Copy out word for word the lines of the records starting at the one containing "Do you know where the bird's foot" and ending at the one containing "[568,543,680,651]", including both.
==== Data for this task ====
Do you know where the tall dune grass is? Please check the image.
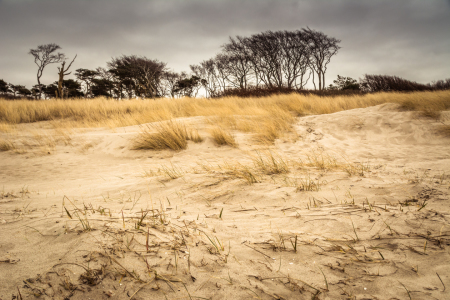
[0,91,450,127]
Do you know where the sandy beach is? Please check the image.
[0,103,450,300]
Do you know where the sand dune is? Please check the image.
[0,104,450,299]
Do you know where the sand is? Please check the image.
[0,104,450,300]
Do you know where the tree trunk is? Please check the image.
[58,61,66,98]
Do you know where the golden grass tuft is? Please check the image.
[253,152,289,175]
[132,120,203,151]
[0,91,450,127]
[0,139,16,151]
[437,125,450,138]
[210,126,237,147]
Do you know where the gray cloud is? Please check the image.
[0,0,450,86]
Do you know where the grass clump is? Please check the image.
[210,127,237,147]
[133,120,203,151]
[0,139,16,151]
[437,125,450,138]
[253,152,289,175]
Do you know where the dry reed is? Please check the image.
[0,91,450,127]
[133,120,203,151]
[210,126,237,147]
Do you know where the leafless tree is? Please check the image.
[303,28,341,90]
[29,43,65,99]
[57,55,77,99]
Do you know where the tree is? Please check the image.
[303,28,341,90]
[29,43,65,99]
[175,75,202,97]
[108,55,166,98]
[161,71,182,98]
[42,79,84,98]
[9,84,31,98]
[330,75,359,90]
[75,69,100,98]
[58,55,77,99]
[0,79,10,95]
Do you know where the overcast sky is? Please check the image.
[0,0,450,88]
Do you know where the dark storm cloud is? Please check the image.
[0,0,450,86]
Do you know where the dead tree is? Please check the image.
[57,55,77,99]
[29,43,65,99]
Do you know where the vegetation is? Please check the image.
[0,91,450,130]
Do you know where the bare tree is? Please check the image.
[57,55,77,99]
[75,68,100,98]
[29,43,65,99]
[303,28,341,90]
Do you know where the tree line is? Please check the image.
[0,28,450,99]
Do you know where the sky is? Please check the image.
[0,0,450,88]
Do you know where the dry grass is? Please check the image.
[210,126,237,147]
[437,125,450,138]
[0,91,450,127]
[0,139,16,151]
[133,120,203,151]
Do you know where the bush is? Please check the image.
[360,74,433,93]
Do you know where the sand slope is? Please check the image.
[0,104,450,300]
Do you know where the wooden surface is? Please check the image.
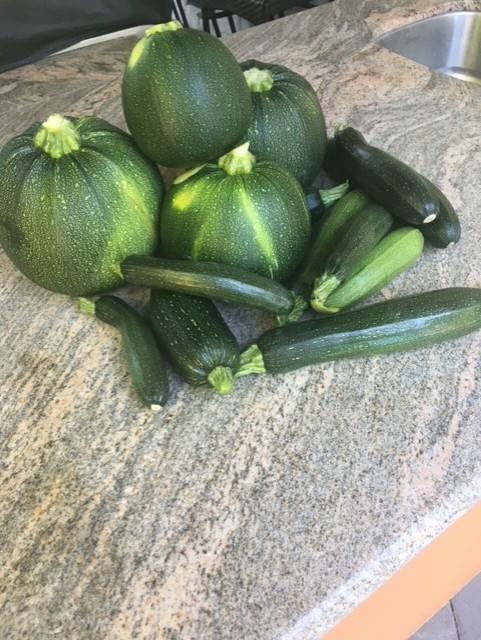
[0,0,481,640]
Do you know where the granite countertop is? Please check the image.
[0,0,481,640]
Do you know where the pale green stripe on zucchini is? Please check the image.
[325,227,424,313]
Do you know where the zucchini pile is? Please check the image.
[0,21,474,410]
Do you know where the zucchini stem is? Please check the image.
[77,298,95,316]
[33,113,80,160]
[207,365,234,396]
[319,180,350,209]
[311,276,341,313]
[217,142,256,176]
[276,296,307,327]
[244,67,274,93]
[235,344,266,378]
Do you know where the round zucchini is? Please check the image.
[122,21,252,169]
[0,114,164,296]
[161,143,310,282]
[241,60,327,187]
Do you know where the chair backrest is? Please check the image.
[0,0,172,71]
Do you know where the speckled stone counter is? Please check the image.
[0,0,481,640]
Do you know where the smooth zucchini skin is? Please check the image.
[325,227,424,313]
[335,127,440,225]
[294,189,369,295]
[241,60,327,186]
[95,296,169,410]
[419,178,461,249]
[304,181,349,222]
[0,114,164,296]
[311,205,393,313]
[323,138,347,182]
[160,151,311,282]
[319,205,393,282]
[121,256,296,314]
[148,289,239,395]
[257,288,481,373]
[122,22,252,169]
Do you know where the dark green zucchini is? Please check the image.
[121,256,305,324]
[238,288,481,375]
[79,296,169,411]
[419,178,461,249]
[148,289,239,396]
[294,189,369,295]
[311,205,393,312]
[325,227,424,313]
[304,181,349,222]
[322,138,347,182]
[335,127,440,225]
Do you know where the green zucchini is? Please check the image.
[325,227,424,313]
[121,256,305,324]
[304,180,349,222]
[323,138,347,182]
[419,178,461,249]
[148,289,239,396]
[335,127,440,224]
[79,296,169,411]
[237,288,481,376]
[311,205,393,311]
[241,60,326,186]
[121,21,252,169]
[0,114,164,297]
[294,189,369,295]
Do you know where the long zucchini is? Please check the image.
[325,227,424,313]
[311,205,393,312]
[419,178,461,249]
[294,189,369,295]
[238,288,481,375]
[148,289,239,396]
[121,256,305,324]
[335,127,440,224]
[304,181,349,222]
[79,296,169,411]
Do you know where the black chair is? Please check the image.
[184,0,332,37]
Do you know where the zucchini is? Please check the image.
[79,296,169,411]
[148,289,239,396]
[323,138,347,182]
[237,288,481,375]
[325,227,424,313]
[305,181,349,222]
[121,256,306,324]
[294,189,369,295]
[419,178,461,249]
[311,205,393,311]
[335,127,440,225]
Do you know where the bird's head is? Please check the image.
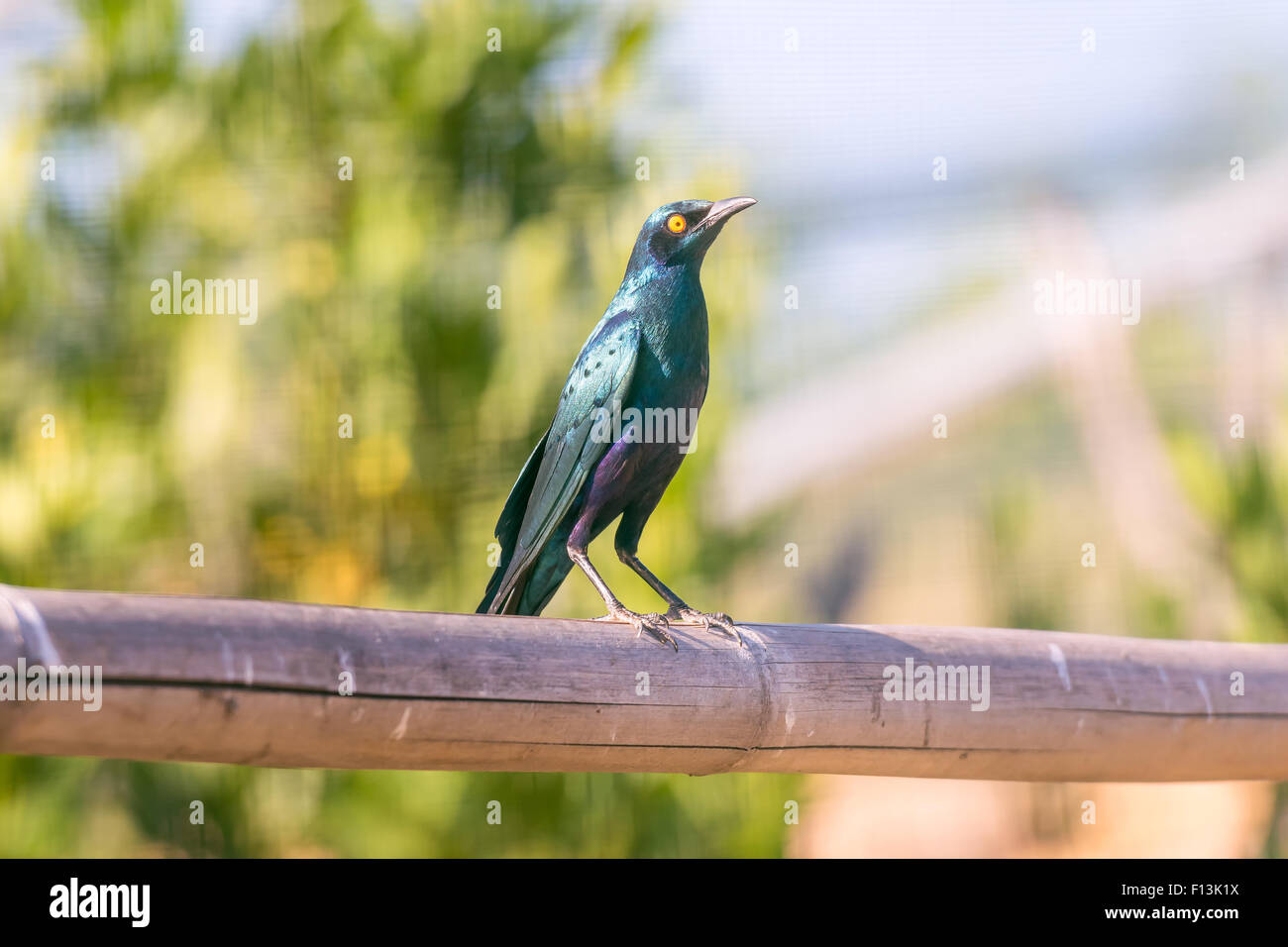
[627,197,756,271]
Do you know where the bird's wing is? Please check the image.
[488,312,640,612]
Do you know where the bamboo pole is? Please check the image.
[0,586,1288,783]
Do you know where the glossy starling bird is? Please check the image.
[478,197,755,648]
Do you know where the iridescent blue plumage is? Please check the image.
[480,197,755,646]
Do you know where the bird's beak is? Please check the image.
[698,197,756,228]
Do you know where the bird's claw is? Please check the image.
[665,605,747,648]
[595,608,680,651]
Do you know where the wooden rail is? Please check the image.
[0,586,1288,781]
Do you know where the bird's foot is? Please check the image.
[595,605,680,651]
[664,604,747,648]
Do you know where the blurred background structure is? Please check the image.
[0,0,1288,856]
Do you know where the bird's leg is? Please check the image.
[617,546,746,647]
[568,543,680,651]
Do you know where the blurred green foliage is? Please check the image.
[0,0,799,856]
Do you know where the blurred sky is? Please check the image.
[0,0,1288,378]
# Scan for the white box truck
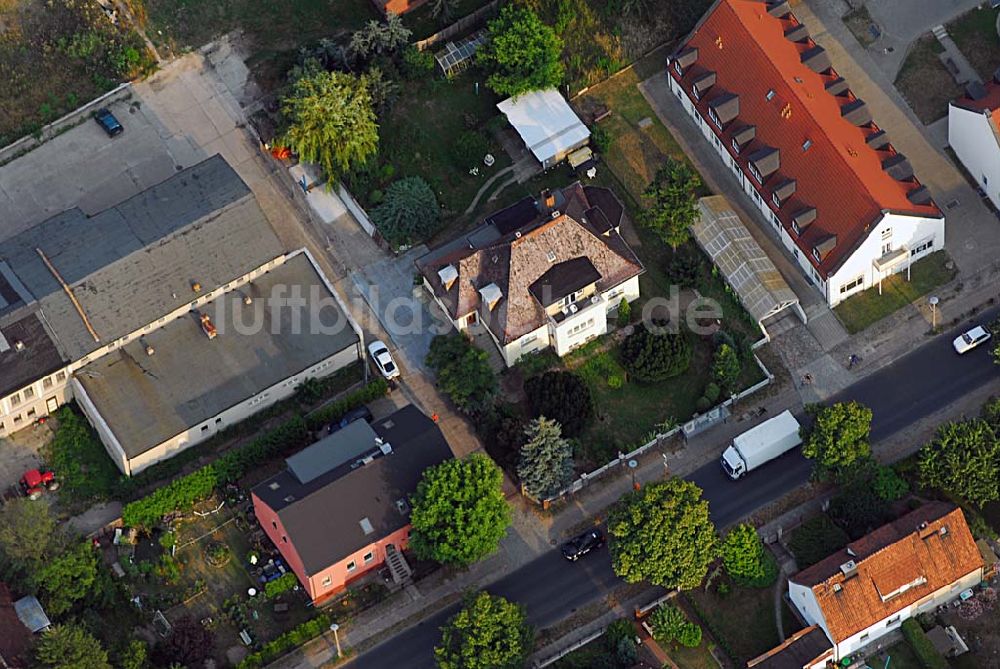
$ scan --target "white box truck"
[722,411,802,481]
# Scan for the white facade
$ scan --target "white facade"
[667,76,944,307]
[788,568,983,661]
[424,276,639,367]
[948,103,1000,209]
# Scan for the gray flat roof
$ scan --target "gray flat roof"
[0,155,284,360]
[285,420,378,483]
[76,253,358,458]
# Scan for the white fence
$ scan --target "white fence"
[540,355,774,506]
[0,81,132,165]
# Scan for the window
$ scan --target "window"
[708,107,722,128]
[840,274,865,295]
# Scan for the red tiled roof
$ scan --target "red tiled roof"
[789,502,983,643]
[668,0,941,276]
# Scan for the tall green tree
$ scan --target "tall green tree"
[517,416,573,499]
[371,177,441,247]
[802,402,872,475]
[410,453,511,566]
[35,625,111,669]
[712,344,741,393]
[32,541,97,616]
[427,334,498,416]
[920,418,1000,507]
[280,71,378,180]
[608,478,718,590]
[639,156,701,251]
[722,523,778,588]
[476,3,565,96]
[434,592,533,669]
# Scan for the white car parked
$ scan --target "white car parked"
[952,325,992,354]
[368,339,399,379]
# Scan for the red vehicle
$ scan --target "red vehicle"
[21,469,59,499]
====
■ Task answer:
Do you know where the bird's foot is? Please check the image.
[595,605,680,651]
[664,604,747,648]
Do you know where the blurred background structure is? Please check the image.
[0,0,1288,856]
Do you know where the bird's leg is? Please check the image.
[617,546,746,647]
[568,543,680,651]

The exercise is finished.